Study text:

Babalu Aye, often referred to as Asojano, is the Orisha responsible for epidemics and the healing of infectious diseases. His name translates into "Father, lord of the Earth" and he is the earthly representation of Olorun, a deity. West Africans associate him with smallpox while Americans tend to think of him as the patron of diseases such as influenza, leprosy and HIV or AIDS. He brings these diseases onto humankind and is also responsible for curing them. People often fear him as his job is to punish transgressions, but people also love him because of his healing powers. He is highly respected and his name is never actually used as it is believed this will bring on an epidemic.

There is some dispute as to the lineage of this orisha. Babalu is, for the most part, considered to be the son of Yemaya. His relationship with Nana Buruku is where many differ. Some believe she was his wife while others state that she is his mother. Still others state that Nanu is his mother. No matter who actually gave birth to him, most associate him with Osain who is the herb orisha. This is due to Babalu's understanding of the forest and how plants can heal.

Asojano is often referred to as Shopona by those who practice the Yoruba religion. When he claims a victim, people respect him and offer gratitude. It may be that you will hear him called Alapa-dupe. This means, "One who kills and is thanked for it". According to legend, Shopona was once old and lame. A celebration was held at the father of the orishas palace and Shopona attended, but when he attempted to dance, he fell. The other orishas laughed when this happened so he tried to give them smallpox. Obatala, the father of the orishas, prevented this from happening and banished Asojano from the area. Since that time, he has been living in the bush. Others say that he traveled to the Fon people where is he also worshipped.

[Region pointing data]
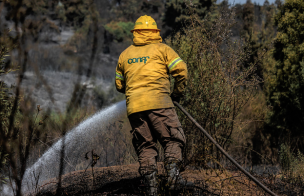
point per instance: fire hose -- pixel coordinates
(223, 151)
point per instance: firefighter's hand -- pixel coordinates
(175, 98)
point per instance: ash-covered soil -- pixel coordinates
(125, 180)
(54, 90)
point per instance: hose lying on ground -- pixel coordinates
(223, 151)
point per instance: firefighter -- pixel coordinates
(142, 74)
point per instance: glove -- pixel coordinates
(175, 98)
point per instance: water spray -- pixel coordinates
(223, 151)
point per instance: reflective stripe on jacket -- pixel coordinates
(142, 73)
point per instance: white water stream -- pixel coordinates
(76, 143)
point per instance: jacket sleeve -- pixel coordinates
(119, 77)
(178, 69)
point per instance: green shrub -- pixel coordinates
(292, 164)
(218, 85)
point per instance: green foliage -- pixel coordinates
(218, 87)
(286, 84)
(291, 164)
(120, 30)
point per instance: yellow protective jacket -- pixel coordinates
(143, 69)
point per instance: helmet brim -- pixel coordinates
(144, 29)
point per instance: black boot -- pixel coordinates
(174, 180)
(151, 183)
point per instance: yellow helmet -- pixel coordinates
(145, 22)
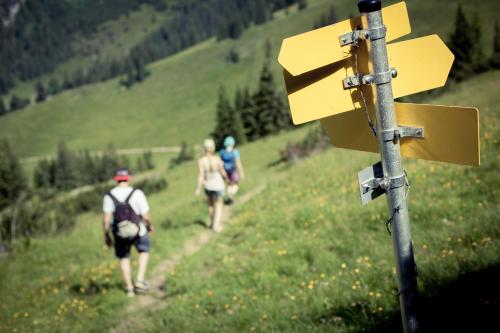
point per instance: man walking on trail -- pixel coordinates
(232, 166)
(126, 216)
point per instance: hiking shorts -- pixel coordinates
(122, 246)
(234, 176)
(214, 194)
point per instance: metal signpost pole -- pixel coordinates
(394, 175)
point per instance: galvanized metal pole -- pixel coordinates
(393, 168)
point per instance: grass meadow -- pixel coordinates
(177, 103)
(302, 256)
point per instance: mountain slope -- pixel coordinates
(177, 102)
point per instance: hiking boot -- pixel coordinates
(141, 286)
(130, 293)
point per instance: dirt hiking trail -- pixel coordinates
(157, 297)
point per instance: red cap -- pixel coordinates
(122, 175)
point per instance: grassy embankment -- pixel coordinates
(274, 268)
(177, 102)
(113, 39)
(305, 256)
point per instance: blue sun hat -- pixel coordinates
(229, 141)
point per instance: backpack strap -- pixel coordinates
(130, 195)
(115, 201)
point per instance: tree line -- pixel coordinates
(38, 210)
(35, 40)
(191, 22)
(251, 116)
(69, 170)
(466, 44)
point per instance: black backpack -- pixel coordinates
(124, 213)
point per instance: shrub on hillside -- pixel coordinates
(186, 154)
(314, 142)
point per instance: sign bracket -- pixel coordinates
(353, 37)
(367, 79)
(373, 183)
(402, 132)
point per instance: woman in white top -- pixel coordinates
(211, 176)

* * *

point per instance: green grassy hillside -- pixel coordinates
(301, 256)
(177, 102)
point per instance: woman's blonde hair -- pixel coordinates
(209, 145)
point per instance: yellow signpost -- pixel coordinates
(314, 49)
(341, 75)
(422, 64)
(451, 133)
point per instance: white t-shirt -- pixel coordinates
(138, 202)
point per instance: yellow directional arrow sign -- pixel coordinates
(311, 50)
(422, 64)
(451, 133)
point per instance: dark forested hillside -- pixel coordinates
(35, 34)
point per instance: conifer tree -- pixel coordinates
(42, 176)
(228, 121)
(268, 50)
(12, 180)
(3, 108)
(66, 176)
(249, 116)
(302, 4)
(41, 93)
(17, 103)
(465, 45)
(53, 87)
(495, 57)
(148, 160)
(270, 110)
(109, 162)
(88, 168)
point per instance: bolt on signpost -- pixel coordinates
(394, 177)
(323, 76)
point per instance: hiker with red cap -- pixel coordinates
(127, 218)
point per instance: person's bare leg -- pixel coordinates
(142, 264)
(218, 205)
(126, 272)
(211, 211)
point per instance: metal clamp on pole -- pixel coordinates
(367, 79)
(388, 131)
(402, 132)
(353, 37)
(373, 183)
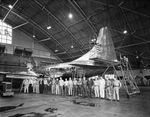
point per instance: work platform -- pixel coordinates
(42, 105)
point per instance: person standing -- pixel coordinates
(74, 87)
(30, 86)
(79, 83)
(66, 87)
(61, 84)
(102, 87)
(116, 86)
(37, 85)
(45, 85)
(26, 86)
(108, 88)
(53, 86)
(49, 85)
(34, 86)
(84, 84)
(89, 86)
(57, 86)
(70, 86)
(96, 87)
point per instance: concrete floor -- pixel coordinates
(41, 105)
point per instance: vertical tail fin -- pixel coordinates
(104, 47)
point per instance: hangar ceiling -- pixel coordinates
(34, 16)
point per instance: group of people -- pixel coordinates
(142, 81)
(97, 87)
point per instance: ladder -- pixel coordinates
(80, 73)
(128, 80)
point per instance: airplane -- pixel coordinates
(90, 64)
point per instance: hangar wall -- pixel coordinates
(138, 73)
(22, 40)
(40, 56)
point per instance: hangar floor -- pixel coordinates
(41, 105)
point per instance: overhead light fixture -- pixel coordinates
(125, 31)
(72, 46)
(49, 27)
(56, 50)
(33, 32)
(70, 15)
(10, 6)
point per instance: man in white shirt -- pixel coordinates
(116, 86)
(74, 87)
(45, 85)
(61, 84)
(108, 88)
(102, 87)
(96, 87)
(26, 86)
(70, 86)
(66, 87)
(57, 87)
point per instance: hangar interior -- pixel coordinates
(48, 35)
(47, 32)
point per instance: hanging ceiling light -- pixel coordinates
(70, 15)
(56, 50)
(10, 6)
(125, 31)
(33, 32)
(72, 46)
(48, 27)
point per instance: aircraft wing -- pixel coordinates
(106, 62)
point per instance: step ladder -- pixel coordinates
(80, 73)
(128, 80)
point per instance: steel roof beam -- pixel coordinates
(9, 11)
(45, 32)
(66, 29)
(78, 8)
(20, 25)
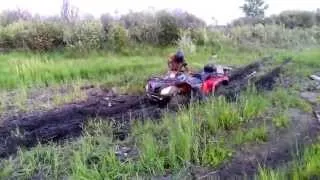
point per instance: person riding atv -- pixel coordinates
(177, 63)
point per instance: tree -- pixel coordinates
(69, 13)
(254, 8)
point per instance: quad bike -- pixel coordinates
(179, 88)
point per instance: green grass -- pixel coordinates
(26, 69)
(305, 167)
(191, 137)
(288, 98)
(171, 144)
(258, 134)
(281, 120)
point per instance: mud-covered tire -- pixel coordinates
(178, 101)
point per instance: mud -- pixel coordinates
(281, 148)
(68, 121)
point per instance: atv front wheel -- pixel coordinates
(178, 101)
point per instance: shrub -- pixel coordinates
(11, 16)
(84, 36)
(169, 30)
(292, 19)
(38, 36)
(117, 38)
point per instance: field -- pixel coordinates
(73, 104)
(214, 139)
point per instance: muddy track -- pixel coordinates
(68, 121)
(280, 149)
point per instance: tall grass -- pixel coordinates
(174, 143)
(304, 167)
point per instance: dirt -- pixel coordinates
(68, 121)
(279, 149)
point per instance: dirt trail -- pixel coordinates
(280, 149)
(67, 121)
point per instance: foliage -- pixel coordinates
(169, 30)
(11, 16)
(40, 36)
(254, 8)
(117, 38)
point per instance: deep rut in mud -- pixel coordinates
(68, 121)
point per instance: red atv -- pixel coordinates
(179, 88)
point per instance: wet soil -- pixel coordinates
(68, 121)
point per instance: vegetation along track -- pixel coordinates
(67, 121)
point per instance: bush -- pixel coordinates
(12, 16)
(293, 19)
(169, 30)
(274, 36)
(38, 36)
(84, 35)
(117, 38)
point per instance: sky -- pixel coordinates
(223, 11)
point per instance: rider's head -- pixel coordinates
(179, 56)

Assigned task A: From the text on Babalu Aye, output the passage from "Babalu Aye, often referred" to "on an epidemic.", unchanged.
Assigned task B: According to the text on Babalu Aye, why do most people associate him with Osain?

Exercise solution A:
Babalu Aye, often referred to as Asojano, is the Orisha responsible for epidemics and the healing of infectious diseases. His name translates into "Father, lord of the Earth" and he is the earthly representation of Olorun, a deity. West Africans associate him with smallpox while Americans tend to think of him as the patron of diseases such as influenza, leprosy and HIV or AIDS. He brings these diseases onto humankind and is also responsible for curing them. People often fear him as his job is to punish transgressions, but people also love him because of his healing powers. He is highly respected and his name is never actually used as it is believed this will bring on an epidemic.

Exercise solution B: Most associate him with Osain, the herb orisha, because Babalu understands the forest and how plants can heal.